En Centrafrique, les acteurs politiques parlent peu, mais les rumeurs disent beaucoup. Parce que le pays n’a pas une presse forte, les rumeurs constituent la première source d’information. Les Centrafricains ne croient qu’aux rumeurs. Et ils n’ont pas tort. Les traumatismes des deux guerres civiles (2004-2007 puis 2012-2013) dont les deux dernières années du règne de Bozizé restent vivaces. Le pire est arrivé avec les Seleka de Michel Djotodja dont la barbarie des hommes endeuille la capitale. Et ces multiples péripéties de la vie politique centrafricaine continuent à faire frémir de terreur tout Banguissois. Personne ici n’entend revivre les mêmes drames qui ont écœuré toutes les familles. Sans compter que les auteurs des tueries n’ont pas encore fait l’objet d’aucune poursuite. L’impunité des auteurs des massacres reste la grande équation des partenaires de la République centrafricaine. A Bangui, tout fait fuir au galop les habitants de la capitale. Un pneu d’un camion qui éclate et c’est la débandade. Des motos-taxis qui rapportent avoir vu des hommes en armes, le téléphone centrafricain plus efficace que l’arabe, sonne aux quatre coins de la ville. On rentre à la maison vite fait ou on emprunte une pirogue pour rejoindre l’autre rive de l’Oubangui pour se réfugier en RDC.

Quand les militaires fuient

Le 7 janvier 2021, au petit matin, une rumeur annonce l’entrée dans la ville de groupes armés. En moins de temps pour la rumeur d’atteindre PK0, la ville se vide. Tout le monde rentre chez soi. Les pirogues font la navette. Et pire, les militaires censés protéger la ville rentrent vite fait chez eux en moto ou abandonnent carrément leurs camions pour aller se réfugier là où ils pensent n’avoir à affronter qui que ce soit. Rien ne se passe de la matinée. Aucun homme armé n’est entré dans la ville, mais c’est instructif. Apparemment, l’armée ne se battra pas pour défendre la ville ou les institutions. Si Bozizé voulait avoir un encouragement pour prendre le pouvoir, le comportement des militaires suffisait largement. Et puis l’histoire récente renseigne que quand il prenait le pouvoir, il n’y avait pas un militaire pour s’opposer. Et quand il le perdait, c’était pareil.

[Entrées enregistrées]

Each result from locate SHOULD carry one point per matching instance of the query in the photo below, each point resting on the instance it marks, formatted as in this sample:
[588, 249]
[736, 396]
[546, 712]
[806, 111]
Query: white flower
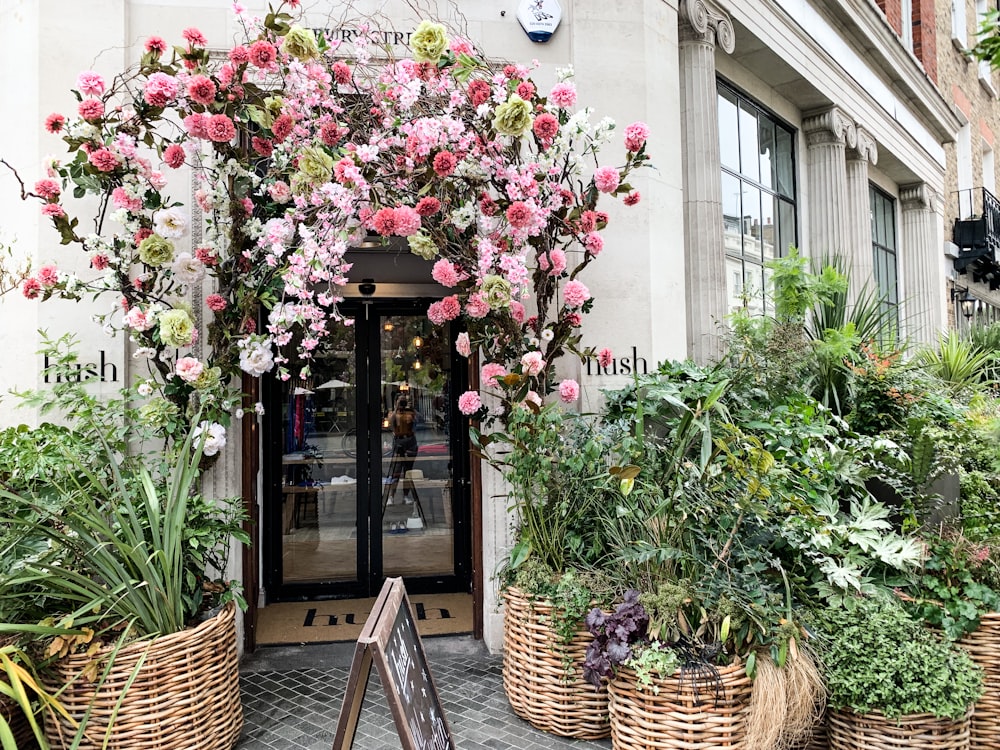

### À faire
- 1) Recopiez mot pour mot le passage de l'extrait qui commence par les mots « Le 7 janvier 2021, au » et se termine par « perdait, c’était pareil. ».
- 2) Traduisez en anglais cette phrase de l'extrait : « Parce que le pays n’a pas une presse forte, les rumeurs constituent la première source d’information. »
Vous n'avez pas besoin des lignes.

### Réponses
- 1)
Le 7 janvier 2021, au petit matin, une rumeur annonce l’entrée dans la ville de groupes armés. En moins de temps pour la rumeur d’atteindre PK0, la ville se vide. Tout le monde rentre chez soi. Les pirogues font la navette. Et pire, les militaires censés protéger la ville rentrent vite fait chez eux en moto ou abandonnent carrément leurs camions pour aller se réfugier là où ils pensent n’avoir à affronter qui que ce soit. Rien ne se passe de la matinée. Aucun homme armé n’est entré dans la ville, mais c’est instructif. Apparemment, l’armée ne se battra pas pour défendre la ville ou les institutions. Si Bozizé voulait avoir un encouragement pour prendre le pouvoir, le comportement des militaires suffisait largement. Et puis l’histoire récente renseigne que quand il prenait le pouvoir, il n’y avait pas un militaire pour s’opposer. Et quand il le perdait, c’était pareil.

- 2) Because the country does not have a strong press, rumors are the primary source of information.